-- START OF PASSAGE --

Let's not delude ourselves: If there is an activity more boring than pedaling a stationary exercise bike, it has yet to be identified. The same goes for exercising on a stairclimber and walking on a treadmill (which, by the way, is listed under tedium in Roget's Thesaurus).
But that's no excuse to abandon exercise. You can use a number of gimmicks to divert your attention so that before you know it, your 20 or 30 minutes have passed and you're free to head for the refrigerator or couch. Eventually, you may actually begin to enjoy the sensations of sweat and fatigue, and exercise won't seem like a chore. The Stairmaster will cease to be the stairmonster.
Here are 10 ways to combat boredom on cardiovascular machines, whether you're at home or at the gym.
Do a crossword puzzle
Holding a pen and a magazine isn't as cumbersome as it might sound, particularly on a bike or stairclimber. And it's an excellent way to make time fly.
Be sure to choose a puzzle that's not too difficult: There's no reason to tax your brain \o7 and\f7 your body at the same time. Unless you're a whiz with clues such as "a mineral resembling feldspar," pass on the New York Times puzzle.
Dell crossword magazines are great because they contain puzzles for all levels and include such clues as "Mary had a little --------."
Cycle in short spurts
To break up the monotony, alternate five- or 10-minute bouts on the stairclimber--or bike or treadmill--with five minutes of weight training or other activity (besides eating). Contrary to popular opinion, it is not written--in the Bible, the California Penal Code or anywhere else--that to benefit from exercise, you must perform an aerobic activity for at least 20 consecutive minutes. If your goal is to gain endurance, you'll want to do 20 minutes consecutively. But if you're simply aiming to improve your health, that's not necessary.
"The bulk of evidence supports the (notion) that it's the total time spent that matters. Whether the time is continuous or broken into multiple bouts is really a trivial issue," says Rod Dishman, a professor of exercise science at the University of Georgia and an expert in exercise adherence.
Read a magazine
Don't try to impress the guy on the treadmill next to you with the New Republic. Chances are, he won't even notice, and then you're stuck with articles about peace-keeping operations in Tajikstan.

-- END OF PASSAGE --
-- START OF DATASET CONTENT --

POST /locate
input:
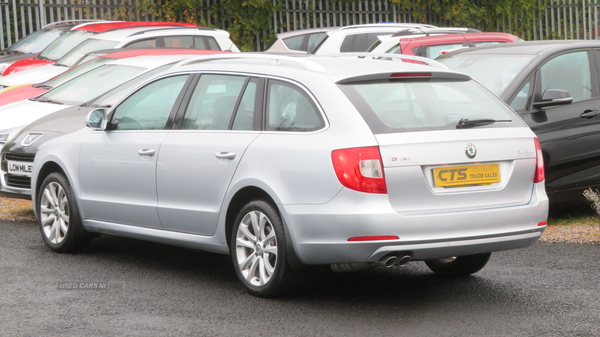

-- END OF DATASET CONTENT --

→ **WHAT TO DO**
[A] According to the article on beating boredom on exercise machines, what position does Rod Dishman hold?
[B] Carry on the article on beating boredom on exercise machines from the point where it ends.
The listing has no connection to the article on beating boredom on exercise machines.

→ **OUTPUTS FOR THE TASKS**
[A] He is a professor of exercise science at the University of Georgia and an expert in exercise adherence.

[B]
Go with magazines such as People that contain stories you can actually finish; forget Vanity Fair unless you're planning an all-nighter on the treadmill. Fitness magazines are a good bet. They'll validate what you're doing, and the articles tend to include lists you can skim, such as "Six Moves to a Better Butt Now" and "25 Ways to Stop Craving Chocolate."
If possible, schedule your workout during "Seinfeld," "Roseanne" or other shows that'll keep you laughing (and for variety, crank up your intensity during the commercials). This isn't the time for "Bassmasters" on the Nashville Network--unless of course, you are eager to learn "strategies for catching more fish more often."
Think--but not too hard
"People tend to have their most creative ideas when they're doing something that's repetitive and doesn't involve their mind completely," says Mihaly Csikszentmihalyi, a University of Chicago professor who is an expert on boredom.
But don't set out to solve the health care crisis. Instead, use your time to ponder more solvable dilemmas, Csikszentmihalyi says, "like how to get your boss off your back." He suggests keeping a tape recorder handy in case a flash of brilliance comes along.
Monitor your heart rate
The number of times your heart beats per minute during exercise is a great indicator of stress on your body. If your heart rate is too high, you need to slow down; if it's too low, you should speed up. Some exercise bikes and treadmills come with built-in heart-rate monitors. If yours doesn't, you can buy a monitor for about $100 or you can take your pulse manually. Ask a trainer to help you determine your range of safe heart rates.
"Monitoring your heart rate continuously will keep you busy, and it will make your workout more effective," says Kevin Smith, a fitness consultant at Busybody, an exercise equipment store in West Los Angeles.
Make use of the machine's gadgetry
With their flashing dots, beeping arrows, interval programs and plentiful feedback, today's high-tech machines have eliminated some of the monotony from indoor exercise. Periodically check how many miles you've walked, stairs you've climbed or calories you've burned. (Keep in mind that the calorie estimates aren't always accurate, and even the best machines can't factor in your metabolism. And if you're clenching or leaning on the side railings of your stairclimber, you're not burning as many calories as the machine says you are.)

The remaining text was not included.